## Vorliegender Text
· · · · ·
Wenn ich jetzt über diesen Button btTree fahre, klappt sich ein JPanel aus, 

Wenn sich jetzt einiges in meiner Applikation tut, dann braucht es etwas länger, bis das JPanel "ausfährt", wenn ich mit der Maus über den JButton btTree fahre,

Meine Frage wäre jetzt, was ich da machen kann bzw. wie ich das Ganze in einen eigenen thread gebe,

Vielen Dank,

lg


----------



## Wildcard (8. Okt 2007)

GUI Aufgaben darf man nicht in andere Threads auslagern.


----------



## PollerJava (8. Okt 2007)

Kann ich da sonst was machen?

lg


----------



## *Hendrik (8. Okt 2007)

Vielleicht solltest Du das, was sich in der Applikation tut (Berechnungen, Daten holen o.ä.) in einem Thread/SwingWorker machen?


----------



## PollerJava (8. Okt 2007)
· · · · ·
## Aufgabenmaterial
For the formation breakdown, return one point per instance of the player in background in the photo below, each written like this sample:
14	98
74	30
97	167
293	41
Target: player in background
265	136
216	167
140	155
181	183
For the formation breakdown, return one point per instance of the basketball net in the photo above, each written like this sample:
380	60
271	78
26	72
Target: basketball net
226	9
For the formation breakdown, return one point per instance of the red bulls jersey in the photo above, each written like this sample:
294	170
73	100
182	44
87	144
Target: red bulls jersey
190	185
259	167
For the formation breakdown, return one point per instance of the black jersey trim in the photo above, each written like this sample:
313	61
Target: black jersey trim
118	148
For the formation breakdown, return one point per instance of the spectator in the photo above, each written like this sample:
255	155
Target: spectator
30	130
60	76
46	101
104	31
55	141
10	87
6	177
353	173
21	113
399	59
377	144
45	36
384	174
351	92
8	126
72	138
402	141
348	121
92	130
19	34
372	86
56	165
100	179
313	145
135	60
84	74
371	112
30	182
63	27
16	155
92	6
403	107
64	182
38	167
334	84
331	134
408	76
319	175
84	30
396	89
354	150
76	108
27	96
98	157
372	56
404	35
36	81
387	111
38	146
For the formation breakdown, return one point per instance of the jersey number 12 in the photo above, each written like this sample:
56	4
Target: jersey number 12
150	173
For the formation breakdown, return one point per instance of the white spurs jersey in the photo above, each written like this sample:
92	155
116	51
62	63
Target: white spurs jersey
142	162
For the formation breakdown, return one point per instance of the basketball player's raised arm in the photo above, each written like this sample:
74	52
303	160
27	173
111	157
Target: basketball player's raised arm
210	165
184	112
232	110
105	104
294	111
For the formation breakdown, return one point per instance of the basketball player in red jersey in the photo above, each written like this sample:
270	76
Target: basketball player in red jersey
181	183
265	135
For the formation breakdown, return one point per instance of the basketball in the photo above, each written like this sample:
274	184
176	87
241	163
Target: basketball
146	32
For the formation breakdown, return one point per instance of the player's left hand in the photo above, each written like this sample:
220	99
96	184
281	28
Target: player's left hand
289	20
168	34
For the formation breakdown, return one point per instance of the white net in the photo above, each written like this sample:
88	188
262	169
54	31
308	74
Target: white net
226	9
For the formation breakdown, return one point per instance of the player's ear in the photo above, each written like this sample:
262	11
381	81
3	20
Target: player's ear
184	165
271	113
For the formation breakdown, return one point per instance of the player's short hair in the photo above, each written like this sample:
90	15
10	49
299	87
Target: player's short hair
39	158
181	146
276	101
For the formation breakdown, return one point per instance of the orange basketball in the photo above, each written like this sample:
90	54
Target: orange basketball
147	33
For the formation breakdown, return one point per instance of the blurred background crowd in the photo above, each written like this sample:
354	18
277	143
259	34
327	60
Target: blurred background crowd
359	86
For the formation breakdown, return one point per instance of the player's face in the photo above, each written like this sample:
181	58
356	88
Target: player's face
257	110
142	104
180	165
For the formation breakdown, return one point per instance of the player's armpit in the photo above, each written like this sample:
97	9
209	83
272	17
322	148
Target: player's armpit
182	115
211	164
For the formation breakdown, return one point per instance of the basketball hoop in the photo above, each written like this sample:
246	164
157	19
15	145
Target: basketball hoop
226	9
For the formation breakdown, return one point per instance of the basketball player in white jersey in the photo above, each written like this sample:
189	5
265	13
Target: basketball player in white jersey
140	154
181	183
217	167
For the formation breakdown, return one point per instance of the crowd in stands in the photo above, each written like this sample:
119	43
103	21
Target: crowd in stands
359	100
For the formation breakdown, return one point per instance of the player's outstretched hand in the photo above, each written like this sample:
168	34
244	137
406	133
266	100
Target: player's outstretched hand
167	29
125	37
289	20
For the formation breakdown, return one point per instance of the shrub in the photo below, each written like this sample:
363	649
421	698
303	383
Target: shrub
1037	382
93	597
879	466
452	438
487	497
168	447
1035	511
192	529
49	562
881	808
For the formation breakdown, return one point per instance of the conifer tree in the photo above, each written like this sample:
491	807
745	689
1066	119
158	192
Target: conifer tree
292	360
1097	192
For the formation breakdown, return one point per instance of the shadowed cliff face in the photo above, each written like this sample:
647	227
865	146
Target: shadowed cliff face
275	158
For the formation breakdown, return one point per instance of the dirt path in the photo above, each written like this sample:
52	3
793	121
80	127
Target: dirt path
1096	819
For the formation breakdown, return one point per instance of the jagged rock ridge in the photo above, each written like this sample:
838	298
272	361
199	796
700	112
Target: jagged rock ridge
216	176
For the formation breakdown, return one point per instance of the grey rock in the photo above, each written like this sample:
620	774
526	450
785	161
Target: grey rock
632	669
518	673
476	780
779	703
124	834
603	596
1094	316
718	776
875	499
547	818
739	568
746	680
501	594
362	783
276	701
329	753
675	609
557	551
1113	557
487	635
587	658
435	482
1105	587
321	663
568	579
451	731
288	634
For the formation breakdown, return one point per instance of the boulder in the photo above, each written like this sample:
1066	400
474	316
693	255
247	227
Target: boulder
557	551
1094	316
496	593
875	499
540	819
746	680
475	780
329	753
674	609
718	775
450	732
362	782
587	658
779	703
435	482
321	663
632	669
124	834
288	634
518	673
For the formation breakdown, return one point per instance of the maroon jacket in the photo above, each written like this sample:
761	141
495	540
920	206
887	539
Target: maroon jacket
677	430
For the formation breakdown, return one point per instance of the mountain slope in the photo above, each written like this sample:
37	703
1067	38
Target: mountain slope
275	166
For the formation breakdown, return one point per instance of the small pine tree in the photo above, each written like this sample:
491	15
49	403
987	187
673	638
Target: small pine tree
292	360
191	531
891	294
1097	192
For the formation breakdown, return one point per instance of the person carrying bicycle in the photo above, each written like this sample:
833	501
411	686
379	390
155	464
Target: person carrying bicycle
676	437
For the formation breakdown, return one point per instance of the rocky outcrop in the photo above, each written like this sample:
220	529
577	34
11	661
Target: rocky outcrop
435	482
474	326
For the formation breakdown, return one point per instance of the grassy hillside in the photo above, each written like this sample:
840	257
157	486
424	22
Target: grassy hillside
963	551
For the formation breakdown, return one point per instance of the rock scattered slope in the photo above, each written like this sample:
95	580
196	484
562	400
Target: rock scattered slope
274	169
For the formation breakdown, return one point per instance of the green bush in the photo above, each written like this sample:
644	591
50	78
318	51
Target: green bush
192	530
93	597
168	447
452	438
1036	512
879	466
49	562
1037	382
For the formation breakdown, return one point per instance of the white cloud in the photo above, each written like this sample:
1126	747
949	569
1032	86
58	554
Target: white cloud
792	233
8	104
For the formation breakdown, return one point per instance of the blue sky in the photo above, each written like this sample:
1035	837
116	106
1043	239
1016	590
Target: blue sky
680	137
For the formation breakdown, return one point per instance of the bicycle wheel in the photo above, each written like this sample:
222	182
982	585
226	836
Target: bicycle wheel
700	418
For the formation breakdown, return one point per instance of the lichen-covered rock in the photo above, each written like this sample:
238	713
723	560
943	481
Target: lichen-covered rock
· · · · ·
## Aufgaben
(a) Formulieren Sie den Absatz des Forenauszugs, der mit „Wenn sich jetzt einiges“ beginnt, kürzer und behalten Sie dabei seine wesentlichen Angaben bei.
(b) Schreiben Sie aus den Einträgen den Teil wortgetreu ab, der mit der Zeile beginnt, die „of the grassy“ enthält, und mit dem Ende der Einträge schließt. Beide Enden sind eingeschlossen.

## Lösungen
(a) Ist in der Applikation viel los, fährt das JPanel verzögert aus, wenn die Maus über den JButton btTree bewegt wird.

(b)
For the formation breakdown, return one point per instance of the grassy hillside in the photo above, each written like this sample:
840	257
157	486
424	22
Target: grassy hillside
963	551
For the formation breakdown, return one point per instance of the rock scattered slope in the photo above, each written like this sample:
95	580
196	484
562	400
Target: rock scattered slope
274	169
For the formation breakdown, return one point per instance of the green bush in the photo above, each written like this sample:
644	591
50	78
318	51
Target: green bush
192	530
93	597
168	447
452	438
1036	512
879	466
49	562
1037	382
For the formation breakdown, return one point per instance of the white cloud in the photo above, each written like this sample:
1126	747
949	569
1032	86
58	554
Target: white cloud
792	233
8	104
For the formation breakdown, return one point per instance of the blue sky in the photo above, each written like this sample:
1035	837
116	106
1043	239
1016	590
Target: blue sky
680	137
For the formation breakdown, return one point per instance of the bicycle wheel in the photo above, each written like this sample:
222	182
982	585
226	836
Target: bicycle wheel
700	418
For the formation breakdown, return one point per instance of the lichen-covered rock in the photo above, each written like this sample:
238	713
723	560
943	481
Target: lichen-covered rock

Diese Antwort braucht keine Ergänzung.